[Selected excerpt]

My whole life I dreamed of owning a Harley Davidson. I vividly remember driving in my dad’s Cadillac on the New England freeway when I was a kid, looking out the back window at a pack of leather-clad bikers. When most people see these guys, they see a bunch of roughnecks looking for trouble. I saw the freedom that can be found in the wind. I’ve spent my whole life searching for that freedom.

As a heroin addict, it was difficult for me to buy a tube of toothpaste, let alone a $13,000 motor-cycle. It took getting my life together for this dream to come true. I eventually stopped sticking needles in my arms. I got a job, health benefits and a wife. I got my dream machine and my freedom, ironically because of my wife’s hospitalization. As an educator for the Florida State Health Department, I got great benefits, including an unusual policy that paid $100 a day if either my wife or I was confined to a hospital. Let’s just say she spent enough time in the hospital to get us 15 grand. It was enough to buy me my Harley.

My wife’s name was Frances, but I called her Franny. I was 25 and she was 35 when we decided that we could do together what we couldn’t do alone—live with HIV. The week that I’m writing this is, in fact, the week of our wedding anniversary—the day I told my wife that I would love her “till death do us part.” I didn’t know what that meant until long after the church bells rang, when I was sitting by Franny’s bedside in the hospice at 3 am.

The hospice became our second home. Franny was there longer than anyone else in the staff’s memory. She was too young to die and never, as far as I knew, accepted her demise. Since she had always been supportive of me getting my new toy, I wanted her to see my dream come true. When I finally had the cash to get it, I wasted no time.

[/Selected excerpt]
[Data under study]

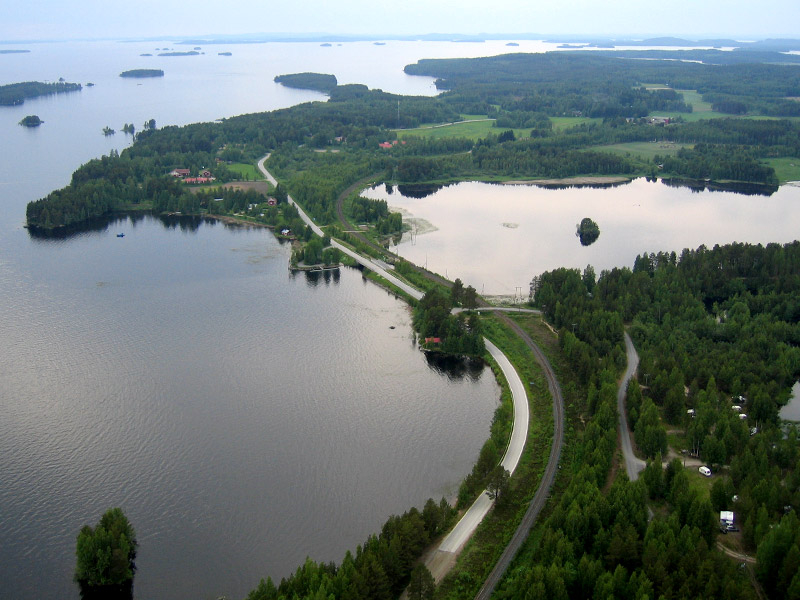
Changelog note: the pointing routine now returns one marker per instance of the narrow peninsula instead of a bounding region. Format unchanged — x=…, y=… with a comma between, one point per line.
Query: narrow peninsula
x=318, y=82
x=15, y=94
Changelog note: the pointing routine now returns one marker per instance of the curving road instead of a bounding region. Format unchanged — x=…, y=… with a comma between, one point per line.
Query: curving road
x=633, y=465
x=543, y=492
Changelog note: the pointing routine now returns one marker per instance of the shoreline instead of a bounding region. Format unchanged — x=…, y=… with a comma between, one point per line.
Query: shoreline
x=602, y=180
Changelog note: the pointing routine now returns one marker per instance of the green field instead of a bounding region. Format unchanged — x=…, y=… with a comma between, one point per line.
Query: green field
x=562, y=123
x=474, y=129
x=642, y=150
x=246, y=171
x=787, y=169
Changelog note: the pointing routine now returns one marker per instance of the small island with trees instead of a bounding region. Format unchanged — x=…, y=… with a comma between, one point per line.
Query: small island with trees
x=319, y=82
x=588, y=231
x=15, y=94
x=105, y=557
x=31, y=121
x=142, y=73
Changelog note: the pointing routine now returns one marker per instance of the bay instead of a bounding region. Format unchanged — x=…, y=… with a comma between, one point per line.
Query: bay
x=243, y=418
x=498, y=237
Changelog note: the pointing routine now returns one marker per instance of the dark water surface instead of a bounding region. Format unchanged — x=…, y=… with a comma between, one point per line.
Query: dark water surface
x=243, y=418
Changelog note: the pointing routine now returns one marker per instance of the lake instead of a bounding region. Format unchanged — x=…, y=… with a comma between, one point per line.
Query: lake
x=242, y=417
x=498, y=237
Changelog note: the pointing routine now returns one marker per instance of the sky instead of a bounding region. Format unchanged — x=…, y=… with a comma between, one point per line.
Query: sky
x=103, y=19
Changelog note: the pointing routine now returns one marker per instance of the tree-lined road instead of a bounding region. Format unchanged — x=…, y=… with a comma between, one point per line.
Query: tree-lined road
x=633, y=465
x=443, y=558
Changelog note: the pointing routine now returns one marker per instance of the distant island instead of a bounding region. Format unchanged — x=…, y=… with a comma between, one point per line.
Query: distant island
x=318, y=82
x=15, y=94
x=31, y=121
x=588, y=232
x=140, y=73
x=176, y=53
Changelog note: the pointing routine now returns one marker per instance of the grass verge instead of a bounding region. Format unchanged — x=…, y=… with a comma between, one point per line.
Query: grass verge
x=482, y=551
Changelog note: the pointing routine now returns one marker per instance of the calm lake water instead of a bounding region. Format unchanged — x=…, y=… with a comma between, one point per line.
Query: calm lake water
x=498, y=237
x=242, y=417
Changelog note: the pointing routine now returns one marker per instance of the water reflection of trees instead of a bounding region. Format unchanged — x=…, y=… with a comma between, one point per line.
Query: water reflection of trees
x=738, y=187
x=323, y=276
x=416, y=190
x=186, y=224
x=455, y=368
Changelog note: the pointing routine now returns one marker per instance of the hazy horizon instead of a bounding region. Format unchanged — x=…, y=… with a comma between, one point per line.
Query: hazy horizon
x=52, y=20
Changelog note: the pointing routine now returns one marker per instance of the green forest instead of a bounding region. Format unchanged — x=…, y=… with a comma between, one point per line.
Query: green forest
x=717, y=329
x=15, y=94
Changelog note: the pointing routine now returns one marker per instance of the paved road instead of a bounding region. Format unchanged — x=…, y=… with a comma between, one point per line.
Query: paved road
x=543, y=492
x=442, y=560
x=375, y=266
x=633, y=465
x=475, y=514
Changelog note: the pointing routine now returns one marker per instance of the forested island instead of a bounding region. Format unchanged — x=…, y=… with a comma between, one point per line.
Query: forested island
x=180, y=53
x=588, y=231
x=31, y=121
x=15, y=94
x=318, y=82
x=141, y=73
x=716, y=328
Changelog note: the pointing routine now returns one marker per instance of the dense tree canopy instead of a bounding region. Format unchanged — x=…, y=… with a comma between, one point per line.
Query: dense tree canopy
x=106, y=553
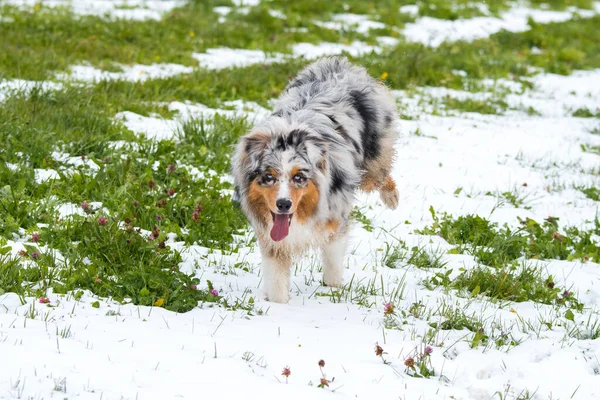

[/Data under study]

• _Assigned task_
In the piece about buying a Harley Davidson, how much did the insurance policy pay for each day the writer or the writer's wife was confined to a hospital?

• _Answer space_
$100 a day.